## Quoted passage
* * * *

“Hey, stop it!” “You stop it!” “Mom, she hit me!” “She hit me first!” Fights between siblings seem to be growing to be more the norm; they’re often seen as a part of the natural growing up experience. Anything from grabbing away a toy, to covert thwacks or running to the parent or caretaker with yowls of wounded indigence, these occurrences seem relatively common to most. However, there is a new study from researchers at the University of New Hampshire who have found that sibling aggression is associated with other “significantly worse mental health in children and adolescents.” Sometimes, the effects of sibling aggression on mental health were co-equal to those of peer aggression.
“Even kids who reported just one instance had more mental health distress,” says Corinna Jenkins Tucker, associate professor of family studies at UNH and lead author of the research, published in the July issue of the journal Pediatrics. “Our study shows that sibling aggression is not benign for children and adolescents, regardless of how severe or frequent.”
“Tucker and her co-authors from UNH’s Crimes against Children Research Center – center director and professor of sociology David Finkelhor, professor of sociology Heather Turner, and researcher Anne Shattuck – analyzed the data from the center’s National Survey of Children’s Exposure to Violence (NatSCEV), a national sample of 3,599 children, ages one month through 17.”
This study looked at the effects of physical assault both with and without a weapon or injury, property aggression such as stealing something or breaking a brother or sister’s things on purpose. They then looked at psychological aggression such as saying things that made a sibling feel threatened, intimidated, or not wanted around.
The research showed that “32 percent of children who reported experiencing one type of sibling victimization in the past year, mental health distress was greater for children (1 month to age 9) than for adolescents (age 10 – 17) who experienced mild sibling physical assault, but children and adolescents were similarly affected by other psychological or property aggression from siblings.”

* * * *

## Data excerpts
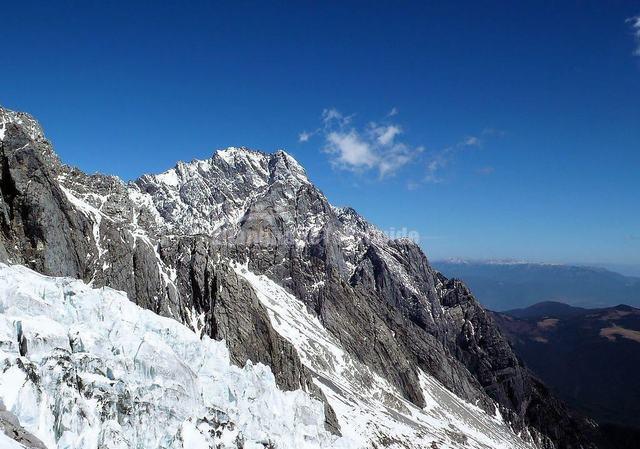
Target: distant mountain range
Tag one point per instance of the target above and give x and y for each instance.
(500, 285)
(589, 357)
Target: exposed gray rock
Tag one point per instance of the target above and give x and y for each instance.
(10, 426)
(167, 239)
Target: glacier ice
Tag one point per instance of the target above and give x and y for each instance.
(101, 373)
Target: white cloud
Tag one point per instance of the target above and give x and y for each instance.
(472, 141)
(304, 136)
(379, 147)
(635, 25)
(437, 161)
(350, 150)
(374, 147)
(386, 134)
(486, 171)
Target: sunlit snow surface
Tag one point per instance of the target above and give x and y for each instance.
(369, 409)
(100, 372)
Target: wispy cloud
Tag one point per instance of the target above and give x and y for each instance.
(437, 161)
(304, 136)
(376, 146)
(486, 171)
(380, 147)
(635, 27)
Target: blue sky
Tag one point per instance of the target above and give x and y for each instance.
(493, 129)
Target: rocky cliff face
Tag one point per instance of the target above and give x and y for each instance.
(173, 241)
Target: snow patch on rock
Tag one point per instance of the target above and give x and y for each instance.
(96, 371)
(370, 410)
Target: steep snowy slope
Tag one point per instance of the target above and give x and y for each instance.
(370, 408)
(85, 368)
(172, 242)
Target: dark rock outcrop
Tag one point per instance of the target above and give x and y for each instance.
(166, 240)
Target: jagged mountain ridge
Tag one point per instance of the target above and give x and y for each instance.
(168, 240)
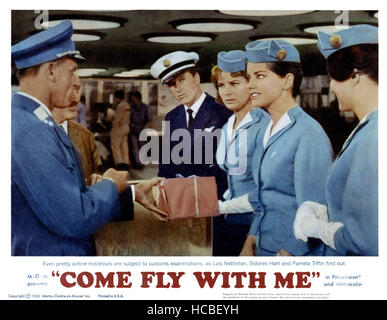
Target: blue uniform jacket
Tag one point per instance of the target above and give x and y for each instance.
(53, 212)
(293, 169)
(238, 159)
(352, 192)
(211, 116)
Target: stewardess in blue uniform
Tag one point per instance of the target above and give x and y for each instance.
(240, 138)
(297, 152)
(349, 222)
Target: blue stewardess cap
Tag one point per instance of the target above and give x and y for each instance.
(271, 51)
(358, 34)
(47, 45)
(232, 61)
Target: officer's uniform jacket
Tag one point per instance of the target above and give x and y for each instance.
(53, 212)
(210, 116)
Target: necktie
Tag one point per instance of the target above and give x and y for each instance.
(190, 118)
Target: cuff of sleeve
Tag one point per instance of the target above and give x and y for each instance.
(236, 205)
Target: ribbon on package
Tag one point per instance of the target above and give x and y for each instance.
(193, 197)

* * * *

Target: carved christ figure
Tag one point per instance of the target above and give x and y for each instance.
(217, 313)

* * * *

## Work order 1
Answer these questions using the article on sibling aggression:
(a) In which journal did the research appear?
(b) How many children made up the national sample?
(c) What job does Corinna Jenkins Tucker hold at UNH?
## Work order 2
Write the next part of the article on sibling aggression, picking up after its final sentence.
The records are separate material and have nothing to do with the sibling aggression article.

## Task answer 1
(a) Pediatrics, in its July issue
(b) 3,599
(c) Associate professor of family studies

## Task answer 2
They also analyzed that while peer aggression like bullying is generally thought to be more serious than sibling aggression, peer physical and psychological aggression as well as sibling aggression, did not differ from the mental health of those experiencing property and psychological aggression, regardless whether the aggressors were siblings or peers.
“An important implication of this research, Tucker says, is that parents and caregivers should take sibling aggression seriously. “If siblings hit each other, there’s a much different reaction than if that happened between peers,” she says. “It’s often dismissed, seen as something that’s normal or harmless. Some parents even think it’s beneficial, as good training for dealing with conflict and aggression in other relationships.” This research indicates that sibling aggression is related to the same serious mental health effects as peer bullying.”
The authors suggest that pediatricians take a role in communicating this information to parents at office visits. Also, parent education programs should include approaches to mediate sibling contention. Parents themselves should take this information into consideration and implement it into their own homes for the good of their children and for the healthier interaction between siblings and therefore other children they come in contact with.